READING TEXT:
········

Study: Kids of Deployed Parents Cope Better with Pets

A new study by Cummings School of Veterinary Medicine at Tufts University reveals that having a strong bond with a pet may help children with a military deployed parent cope better to stress.

Having a strong bond with a pet may help children with a military deployed parent cope better to challenges than those who do not, according to a study led by Cummings School of Veterinary Medicine at Tufts University.

There are nearly two million children who have parents serving in the United States military. Such youth, as the study points out, face unique challenges, such as stress about family deployment and frequent moves. The purpose of the study was to assess the role of positive relationships with companion animals as a resource for resilience and thriving in military families.

“We were interested in seeing if the specific stressors faced by military-connected families could be mitigated by interacting with animals,” said the paper’s author, Megan Mueller, Ph.D., a developmental psychologist and research assistant professor at Cummings School of Veterinary Medicine. “We found that kids with deployed parents who had developed a deep bond with a family pet reported having better coping strategies in dealing with the stress than those without such ties to a companion animal.”

The study included an online survey of 300 middle and high school students from military families. All the children participated in youth programs developed by the Military Child Education Coalition, which helped conduct the survey.

About 70 percent of the youth surveyed had family pets and most of them had some involvement in caretaking, such as feeding the pet.

The study results indicated that greater attachment to companion animals was associated with higher positive youth development scores (which measured characteristics of competence, confidence, connection, character and caring) for all military-connected children.

Children with at least one currently deployed family member had significantly higher perceived stress levels than those who didn’t, according to the study. The researchers also assessed the connection between children’s attachment to a companion animal and the strength of their copings skills by measuring how frequently children tried to develop social supports and self-reliance, and seek social activities such as investing in close friendships.

Human-animal interaction didn’t appear to have a strong relationship with coping skills for children without a deployed family member but for youth dealing with deployment there was significant positive association between the two, the study found.

The study also confirmed Dr. Mueller’s previous research that the quality and strength of the attachment between children and their pets was an important aspect of that dynamic.

“It isn’t enough to be around animals—children need to be engaged in that relationship,” she said. “Strong attachments to pets may foster a more proactive attitude about handling stressful problems and could serve as a bridge to developing and maintaining peer relationships during stressful circumstances.”

The study, funded by Zoetis Inc., was published online Oct. 28 in Applied Developmental Science.

········

DATASET CONTENT:
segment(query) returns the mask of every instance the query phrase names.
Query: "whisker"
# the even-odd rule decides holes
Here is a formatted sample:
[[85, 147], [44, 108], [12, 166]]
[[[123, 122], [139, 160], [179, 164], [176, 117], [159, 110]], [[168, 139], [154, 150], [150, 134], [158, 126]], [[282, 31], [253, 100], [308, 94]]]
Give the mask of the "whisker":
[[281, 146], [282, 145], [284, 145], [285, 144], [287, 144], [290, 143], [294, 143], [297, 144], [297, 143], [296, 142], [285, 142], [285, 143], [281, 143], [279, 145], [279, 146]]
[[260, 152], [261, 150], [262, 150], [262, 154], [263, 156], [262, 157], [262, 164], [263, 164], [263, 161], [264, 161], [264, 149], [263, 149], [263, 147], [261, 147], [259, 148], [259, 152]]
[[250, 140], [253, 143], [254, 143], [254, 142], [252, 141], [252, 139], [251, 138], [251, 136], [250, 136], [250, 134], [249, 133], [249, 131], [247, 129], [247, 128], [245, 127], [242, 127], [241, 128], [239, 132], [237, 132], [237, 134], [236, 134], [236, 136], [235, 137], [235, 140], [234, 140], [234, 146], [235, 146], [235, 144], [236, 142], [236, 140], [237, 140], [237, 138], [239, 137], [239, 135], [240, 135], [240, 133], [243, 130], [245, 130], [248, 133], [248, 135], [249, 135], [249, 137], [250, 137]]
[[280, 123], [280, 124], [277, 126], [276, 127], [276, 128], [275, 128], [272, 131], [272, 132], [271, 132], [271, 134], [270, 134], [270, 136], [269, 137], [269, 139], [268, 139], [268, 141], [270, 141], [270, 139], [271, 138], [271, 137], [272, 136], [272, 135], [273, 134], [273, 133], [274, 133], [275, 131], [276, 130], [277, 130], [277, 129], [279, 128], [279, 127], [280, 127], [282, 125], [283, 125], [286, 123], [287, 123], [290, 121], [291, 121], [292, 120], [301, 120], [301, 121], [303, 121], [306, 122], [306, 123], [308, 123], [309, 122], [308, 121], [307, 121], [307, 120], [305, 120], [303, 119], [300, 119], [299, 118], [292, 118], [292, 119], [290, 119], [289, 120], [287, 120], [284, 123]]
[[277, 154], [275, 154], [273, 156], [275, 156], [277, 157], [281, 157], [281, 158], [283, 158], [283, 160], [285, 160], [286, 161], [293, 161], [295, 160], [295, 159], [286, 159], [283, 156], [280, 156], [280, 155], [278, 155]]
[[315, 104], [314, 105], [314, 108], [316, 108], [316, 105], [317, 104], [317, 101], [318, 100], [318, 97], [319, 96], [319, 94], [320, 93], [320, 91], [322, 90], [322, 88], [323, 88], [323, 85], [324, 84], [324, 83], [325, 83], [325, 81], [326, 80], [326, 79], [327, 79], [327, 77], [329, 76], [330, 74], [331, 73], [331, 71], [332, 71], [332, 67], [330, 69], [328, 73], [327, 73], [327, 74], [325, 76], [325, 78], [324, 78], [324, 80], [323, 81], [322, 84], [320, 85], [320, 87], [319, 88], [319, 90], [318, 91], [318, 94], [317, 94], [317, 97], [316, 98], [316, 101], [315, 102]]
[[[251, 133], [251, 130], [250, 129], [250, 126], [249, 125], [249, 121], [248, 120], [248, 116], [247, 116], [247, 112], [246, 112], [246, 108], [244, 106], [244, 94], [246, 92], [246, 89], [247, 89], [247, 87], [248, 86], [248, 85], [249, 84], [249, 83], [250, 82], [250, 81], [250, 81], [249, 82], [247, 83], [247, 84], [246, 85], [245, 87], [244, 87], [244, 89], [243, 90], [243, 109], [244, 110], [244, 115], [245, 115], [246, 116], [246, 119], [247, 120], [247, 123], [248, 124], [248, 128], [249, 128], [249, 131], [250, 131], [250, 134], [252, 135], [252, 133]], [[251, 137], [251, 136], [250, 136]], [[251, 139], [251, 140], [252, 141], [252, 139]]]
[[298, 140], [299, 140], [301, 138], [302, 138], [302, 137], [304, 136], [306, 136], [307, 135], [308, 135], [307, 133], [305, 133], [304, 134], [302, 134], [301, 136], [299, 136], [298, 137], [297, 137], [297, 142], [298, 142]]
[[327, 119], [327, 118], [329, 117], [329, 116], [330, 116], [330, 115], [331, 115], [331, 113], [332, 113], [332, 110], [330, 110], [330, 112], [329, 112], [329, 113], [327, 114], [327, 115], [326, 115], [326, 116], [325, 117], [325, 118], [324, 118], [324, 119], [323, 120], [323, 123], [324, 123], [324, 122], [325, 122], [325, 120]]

········

WORK ORDER: Write out the passage in the pet study article from "The study results" to "in close friendships.", word for word.

REPLY TO THE EXERCISE:
The study results indicated that greater attachment to companion animals was associated with higher positive youth development scores (which measured characteristics of competence, confidence, connection, character and caring) for all military-connected children.

Children with at least one currently deployed family member had significantly higher perceived stress levels than those who didn’t, according to the study. The researchers also assessed the connection between children’s attachment to a companion animal and the strength of their copings skills by measuring how frequently children tried to develop social supports and self-reliance, and seek social activities such as investing in close friendships.